**WORK INSTRUCTION:**
Only the lines below from the one containing "Can you find the soccer" to the one containing "Can you find the white wristband" should be repeated, both included and unchanged.

**STUDY MATERIAL:**
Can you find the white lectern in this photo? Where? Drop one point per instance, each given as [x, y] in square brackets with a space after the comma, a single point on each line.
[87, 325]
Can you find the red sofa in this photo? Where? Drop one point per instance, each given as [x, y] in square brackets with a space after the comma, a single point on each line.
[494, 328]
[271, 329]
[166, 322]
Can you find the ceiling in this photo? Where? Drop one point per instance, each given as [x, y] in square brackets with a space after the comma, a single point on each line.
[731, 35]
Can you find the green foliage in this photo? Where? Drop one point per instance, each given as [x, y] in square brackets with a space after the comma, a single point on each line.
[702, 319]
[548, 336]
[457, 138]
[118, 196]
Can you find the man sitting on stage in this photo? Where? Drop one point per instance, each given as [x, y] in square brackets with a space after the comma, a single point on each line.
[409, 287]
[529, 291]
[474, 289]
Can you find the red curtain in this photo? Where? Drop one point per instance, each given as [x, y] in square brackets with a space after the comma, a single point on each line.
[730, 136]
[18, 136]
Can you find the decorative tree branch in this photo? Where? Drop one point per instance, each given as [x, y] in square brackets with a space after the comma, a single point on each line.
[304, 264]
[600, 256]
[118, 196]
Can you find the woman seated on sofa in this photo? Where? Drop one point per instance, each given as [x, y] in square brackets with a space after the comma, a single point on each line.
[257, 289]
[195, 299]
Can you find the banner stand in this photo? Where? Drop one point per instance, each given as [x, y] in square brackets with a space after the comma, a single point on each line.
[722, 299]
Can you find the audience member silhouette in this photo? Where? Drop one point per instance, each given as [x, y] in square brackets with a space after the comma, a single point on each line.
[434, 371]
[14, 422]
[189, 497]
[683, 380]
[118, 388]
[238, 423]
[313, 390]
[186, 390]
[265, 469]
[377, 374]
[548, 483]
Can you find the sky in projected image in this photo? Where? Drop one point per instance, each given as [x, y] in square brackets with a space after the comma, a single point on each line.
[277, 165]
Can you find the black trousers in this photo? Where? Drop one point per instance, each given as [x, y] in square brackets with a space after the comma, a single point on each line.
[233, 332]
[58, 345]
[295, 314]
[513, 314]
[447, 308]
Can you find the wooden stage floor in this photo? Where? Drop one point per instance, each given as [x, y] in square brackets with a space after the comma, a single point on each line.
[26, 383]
---
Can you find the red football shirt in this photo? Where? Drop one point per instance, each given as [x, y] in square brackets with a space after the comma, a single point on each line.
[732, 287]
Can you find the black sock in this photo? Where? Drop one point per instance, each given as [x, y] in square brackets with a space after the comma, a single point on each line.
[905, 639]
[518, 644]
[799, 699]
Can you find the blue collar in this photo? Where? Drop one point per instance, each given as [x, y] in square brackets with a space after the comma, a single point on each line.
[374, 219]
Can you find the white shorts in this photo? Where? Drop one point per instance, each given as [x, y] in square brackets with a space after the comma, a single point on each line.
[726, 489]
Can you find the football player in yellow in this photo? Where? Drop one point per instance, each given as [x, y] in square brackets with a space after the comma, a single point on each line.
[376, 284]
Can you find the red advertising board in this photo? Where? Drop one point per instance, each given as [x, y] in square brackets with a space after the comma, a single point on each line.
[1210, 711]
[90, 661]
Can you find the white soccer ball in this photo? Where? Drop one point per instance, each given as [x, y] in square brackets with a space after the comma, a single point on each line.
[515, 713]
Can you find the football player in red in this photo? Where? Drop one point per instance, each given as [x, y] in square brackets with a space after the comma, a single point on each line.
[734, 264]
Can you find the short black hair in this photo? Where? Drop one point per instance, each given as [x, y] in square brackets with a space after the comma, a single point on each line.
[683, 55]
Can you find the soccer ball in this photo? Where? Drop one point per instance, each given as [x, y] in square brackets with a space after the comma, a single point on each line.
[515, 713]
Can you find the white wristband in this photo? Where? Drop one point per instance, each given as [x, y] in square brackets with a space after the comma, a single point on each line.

**RESPONSE BOX:**
Can you find the soccer ball in this photo? Where? Drop one point per instance, each given as [x, y] in square brackets with a space after the comma, a single point on each line.
[515, 713]
Can you find the white wristband in this photo? Where? Drop one point per instance, each given as [x, y] in square brackets with a space after the comma, a single point on each line.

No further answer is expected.